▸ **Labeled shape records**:
++++++++++

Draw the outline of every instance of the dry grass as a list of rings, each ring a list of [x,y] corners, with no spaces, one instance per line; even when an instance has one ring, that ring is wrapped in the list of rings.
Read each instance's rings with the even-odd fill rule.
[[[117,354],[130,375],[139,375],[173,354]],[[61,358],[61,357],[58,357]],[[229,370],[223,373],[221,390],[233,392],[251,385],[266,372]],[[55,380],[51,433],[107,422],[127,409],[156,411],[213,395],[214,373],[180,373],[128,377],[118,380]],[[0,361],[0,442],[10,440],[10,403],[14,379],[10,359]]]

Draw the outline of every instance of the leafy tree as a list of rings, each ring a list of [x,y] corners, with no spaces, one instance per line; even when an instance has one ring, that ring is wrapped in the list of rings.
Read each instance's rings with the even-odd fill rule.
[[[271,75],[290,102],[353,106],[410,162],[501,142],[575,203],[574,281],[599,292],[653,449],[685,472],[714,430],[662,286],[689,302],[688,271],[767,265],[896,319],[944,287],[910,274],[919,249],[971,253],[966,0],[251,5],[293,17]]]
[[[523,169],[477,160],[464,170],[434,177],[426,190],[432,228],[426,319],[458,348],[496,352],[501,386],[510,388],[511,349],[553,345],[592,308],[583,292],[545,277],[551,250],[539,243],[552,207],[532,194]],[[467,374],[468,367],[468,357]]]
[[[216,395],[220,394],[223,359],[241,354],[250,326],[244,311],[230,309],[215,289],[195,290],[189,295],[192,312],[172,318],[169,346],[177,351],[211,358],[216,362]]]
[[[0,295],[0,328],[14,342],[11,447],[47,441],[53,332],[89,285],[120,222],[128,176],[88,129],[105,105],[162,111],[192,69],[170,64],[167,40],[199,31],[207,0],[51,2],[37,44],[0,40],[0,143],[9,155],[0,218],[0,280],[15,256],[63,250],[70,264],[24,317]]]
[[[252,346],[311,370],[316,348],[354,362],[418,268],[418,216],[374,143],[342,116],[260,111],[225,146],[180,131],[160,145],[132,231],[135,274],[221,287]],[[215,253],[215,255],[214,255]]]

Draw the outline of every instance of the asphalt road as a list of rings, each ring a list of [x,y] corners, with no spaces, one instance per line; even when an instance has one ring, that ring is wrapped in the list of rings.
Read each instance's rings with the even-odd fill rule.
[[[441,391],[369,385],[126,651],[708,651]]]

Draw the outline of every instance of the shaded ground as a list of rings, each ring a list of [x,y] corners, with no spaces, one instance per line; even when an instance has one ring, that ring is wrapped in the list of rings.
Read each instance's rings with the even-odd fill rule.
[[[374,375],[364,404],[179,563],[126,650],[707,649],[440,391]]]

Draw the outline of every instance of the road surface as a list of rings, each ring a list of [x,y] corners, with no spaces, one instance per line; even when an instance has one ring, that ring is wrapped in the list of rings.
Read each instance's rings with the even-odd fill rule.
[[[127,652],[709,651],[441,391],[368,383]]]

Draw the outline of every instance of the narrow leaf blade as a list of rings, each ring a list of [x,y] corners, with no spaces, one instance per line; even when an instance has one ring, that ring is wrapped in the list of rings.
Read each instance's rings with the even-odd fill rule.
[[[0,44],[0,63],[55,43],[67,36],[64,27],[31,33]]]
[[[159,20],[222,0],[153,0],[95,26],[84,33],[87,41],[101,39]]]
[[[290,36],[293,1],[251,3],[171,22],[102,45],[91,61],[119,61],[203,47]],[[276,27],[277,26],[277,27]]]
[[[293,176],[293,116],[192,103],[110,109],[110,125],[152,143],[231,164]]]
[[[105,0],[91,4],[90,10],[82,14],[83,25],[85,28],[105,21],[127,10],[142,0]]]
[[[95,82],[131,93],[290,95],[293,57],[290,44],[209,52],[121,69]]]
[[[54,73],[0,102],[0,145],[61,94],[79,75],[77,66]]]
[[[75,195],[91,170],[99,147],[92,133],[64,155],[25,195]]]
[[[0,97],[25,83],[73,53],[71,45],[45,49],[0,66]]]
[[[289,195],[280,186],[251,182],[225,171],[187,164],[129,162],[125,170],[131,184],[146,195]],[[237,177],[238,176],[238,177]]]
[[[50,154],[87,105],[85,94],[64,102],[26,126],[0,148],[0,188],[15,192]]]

++++++++++

▸ **What is needed**: Reproduce every one of the labeled shape records above word for word, keeping each line unchanged and in its original order.

▸ **Right answer**:
Draw the outline of every instance of the dry grass as a list of rings, each ring a list of [x,y] corners, with no spaces, one instance per line; even when an instance has one ring, that ring is wrapped in the list of rings.
Read each instance's rings with the even-odd fill rule.
[[[117,354],[130,375],[139,375],[173,354]],[[61,358],[61,357],[58,357]],[[229,370],[223,373],[221,390],[233,392],[251,385],[266,372]],[[55,380],[51,433],[107,422],[127,409],[156,411],[213,395],[214,373],[180,373],[128,377],[118,380]],[[0,361],[0,442],[10,440],[10,403],[14,379],[10,359]]]

Draw the outline of every instance of the leafy tree as a list of rings, each ring a list of [x,y] corners, with no spaces, one instance per line; even when an instance has one ring, that ring is wrapped in the list of rings.
Read each instance's rings with the even-odd fill rule.
[[[271,75],[290,102],[353,106],[410,162],[501,142],[575,203],[574,281],[599,292],[653,449],[685,472],[714,430],[662,286],[689,302],[688,271],[767,265],[896,319],[944,287],[910,274],[919,249],[971,253],[966,0],[251,5],[293,17]]]
[[[523,169],[477,160],[464,170],[434,177],[426,190],[432,228],[426,319],[458,348],[496,352],[501,386],[510,388],[511,349],[553,345],[592,308],[583,292],[545,277],[551,250],[539,243],[552,207],[532,194]],[[467,374],[468,367],[468,357]]]
[[[216,395],[220,394],[223,359],[241,354],[250,326],[244,311],[230,309],[215,289],[195,290],[189,295],[192,312],[172,318],[169,346],[177,351],[211,358],[216,362]]]
[[[0,295],[0,328],[14,342],[11,447],[47,441],[53,332],[89,285],[120,222],[128,176],[88,129],[105,105],[162,111],[192,69],[170,64],[167,40],[199,31],[207,0],[51,2],[37,44],[0,40],[0,143],[9,155],[0,218],[0,280],[15,256],[63,250],[70,264],[24,317]]]
[[[252,346],[311,370],[316,348],[354,362],[418,268],[418,216],[374,143],[342,116],[260,111],[225,146],[180,131],[160,145],[132,231],[135,274],[221,287]],[[215,253],[215,255],[214,255]]]

Draw the outline of every instance of the asphalt road as a list of rings, each ring a list of [x,y] corners, with no spaces, one instance per line; even when an instance has one ring, that ring is wrapped in the list of rings.
Read each instance's rings with the even-odd fill rule.
[[[441,391],[369,385],[126,651],[708,651]]]

Draw the outline of every instance of the shaded ground as a list of rings, each ring a list of [x,y] corners, with no spaces, one instance per line; even when an instance has one ring, that ring is wrapped in the list of rings.
Read each instance's rings with the even-odd fill rule.
[[[374,375],[364,404],[179,563],[126,650],[707,649],[440,391]]]

Draw the outline of every instance of the road surface as a list of rings, each ring a list of [x,y] corners, with no spaces, one instance per line; even when an instance has one ring, that ring is wrapped in the list of rings.
Read each instance's rings with the even-odd fill rule.
[[[127,652],[709,651],[441,391],[368,383]]]

Draw the outline of every instance of the narrow leaf blade as a list of rings, each ring a list of [x,y] corners, with no spaces, one instance per line; even when an instance has one ring, that ring is wrapped in the list of rings.
Read each instance's rings with the even-odd fill rule.
[[[0,44],[0,63],[55,43],[67,36],[64,27],[31,33]]]
[[[159,20],[222,0],[153,0],[95,26],[84,33],[87,41],[101,39]]]
[[[290,36],[293,1],[251,3],[171,22],[102,45],[91,61],[119,61],[203,47]],[[276,27],[277,26],[277,27]]]
[[[293,176],[293,116],[192,103],[110,109],[110,125],[152,143],[231,164]]]
[[[105,0],[91,4],[90,10],[82,14],[83,25],[85,28],[105,21],[127,10],[142,0]]]
[[[95,82],[131,93],[290,95],[293,57],[290,44],[209,52],[121,69]]]
[[[54,73],[0,102],[0,145],[61,94],[79,75],[77,66]]]
[[[75,195],[91,170],[99,147],[92,133],[64,155],[25,195]]]
[[[0,97],[25,83],[73,53],[71,45],[45,49],[0,66]]]
[[[289,195],[280,186],[251,182],[225,171],[187,164],[129,162],[125,170],[131,184],[146,195]],[[237,177],[238,176],[238,177]]]
[[[50,154],[87,105],[85,94],[64,102],[26,126],[0,148],[0,188],[15,192]]]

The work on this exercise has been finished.